Start of RECORDS SUPPLIED

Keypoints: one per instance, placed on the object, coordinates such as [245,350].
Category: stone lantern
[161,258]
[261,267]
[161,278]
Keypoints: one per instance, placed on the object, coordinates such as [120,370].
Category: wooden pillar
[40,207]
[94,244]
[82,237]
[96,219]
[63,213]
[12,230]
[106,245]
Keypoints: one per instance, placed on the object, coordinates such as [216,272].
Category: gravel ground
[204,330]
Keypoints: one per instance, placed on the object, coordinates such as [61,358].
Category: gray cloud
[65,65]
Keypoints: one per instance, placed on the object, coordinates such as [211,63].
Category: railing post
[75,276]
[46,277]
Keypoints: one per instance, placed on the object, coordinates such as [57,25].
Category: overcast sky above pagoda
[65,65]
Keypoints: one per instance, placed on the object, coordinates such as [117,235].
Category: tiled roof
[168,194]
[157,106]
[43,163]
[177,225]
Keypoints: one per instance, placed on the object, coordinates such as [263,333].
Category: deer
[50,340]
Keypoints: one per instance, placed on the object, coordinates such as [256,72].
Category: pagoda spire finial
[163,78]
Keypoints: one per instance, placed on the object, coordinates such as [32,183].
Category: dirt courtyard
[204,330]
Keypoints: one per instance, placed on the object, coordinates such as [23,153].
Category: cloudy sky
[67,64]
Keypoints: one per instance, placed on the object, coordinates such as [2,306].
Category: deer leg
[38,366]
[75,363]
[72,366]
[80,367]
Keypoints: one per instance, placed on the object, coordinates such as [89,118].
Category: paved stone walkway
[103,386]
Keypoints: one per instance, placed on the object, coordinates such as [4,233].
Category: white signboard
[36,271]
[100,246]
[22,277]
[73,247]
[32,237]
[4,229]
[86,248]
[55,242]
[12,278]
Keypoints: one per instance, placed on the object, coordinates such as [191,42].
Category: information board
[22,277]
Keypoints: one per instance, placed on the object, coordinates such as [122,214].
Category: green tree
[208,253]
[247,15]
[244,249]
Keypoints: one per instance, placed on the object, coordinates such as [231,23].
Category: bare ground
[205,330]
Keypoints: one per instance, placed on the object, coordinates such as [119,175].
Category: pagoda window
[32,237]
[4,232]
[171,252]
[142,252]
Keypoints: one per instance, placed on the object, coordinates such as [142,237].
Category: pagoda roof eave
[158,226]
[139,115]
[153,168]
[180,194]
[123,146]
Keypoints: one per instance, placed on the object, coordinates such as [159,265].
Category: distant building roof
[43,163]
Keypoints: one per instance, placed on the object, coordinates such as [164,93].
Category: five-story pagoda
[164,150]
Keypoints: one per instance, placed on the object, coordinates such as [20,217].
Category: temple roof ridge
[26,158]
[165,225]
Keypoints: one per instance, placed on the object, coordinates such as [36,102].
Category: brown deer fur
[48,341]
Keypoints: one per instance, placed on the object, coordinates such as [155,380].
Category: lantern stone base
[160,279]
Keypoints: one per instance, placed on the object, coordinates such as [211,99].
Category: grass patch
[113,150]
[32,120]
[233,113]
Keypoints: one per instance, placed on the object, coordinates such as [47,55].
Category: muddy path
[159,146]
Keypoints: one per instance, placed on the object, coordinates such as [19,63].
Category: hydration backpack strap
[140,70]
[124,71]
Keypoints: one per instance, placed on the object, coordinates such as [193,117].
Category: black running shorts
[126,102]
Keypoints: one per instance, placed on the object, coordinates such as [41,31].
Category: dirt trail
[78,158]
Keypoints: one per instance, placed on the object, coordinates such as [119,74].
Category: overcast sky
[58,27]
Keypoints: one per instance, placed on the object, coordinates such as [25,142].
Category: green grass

End of RECORDS SUPPLIED

YOUR ASSIGNMENT = Beginning at the line with "Category: white signboard" and ending at the line with "such as [142,237].", reproduce each line of the data above exactly, and add no other lines.

WRITTEN ANSWER =
Category: white signboard
[36,271]
[100,246]
[22,277]
[73,247]
[32,237]
[4,229]
[86,248]
[55,242]
[12,278]
Keypoints: one per instance, placed on the object, coordinates such as [191,42].
Category: information board
[22,277]
Keypoints: one per instance, placed on the object, coordinates such as [122,214].
Category: green tree
[208,253]
[247,15]
[244,249]
Keypoints: one per instance, placed on the object, coordinates such as [231,23].
Category: bare ground
[205,330]
Keypoints: one per instance, placed on the object, coordinates such as [119,175].
Category: pagoda window
[32,237]
[4,232]
[171,252]
[142,252]
Keypoints: one per instance, placed on the object, coordinates such as [142,237].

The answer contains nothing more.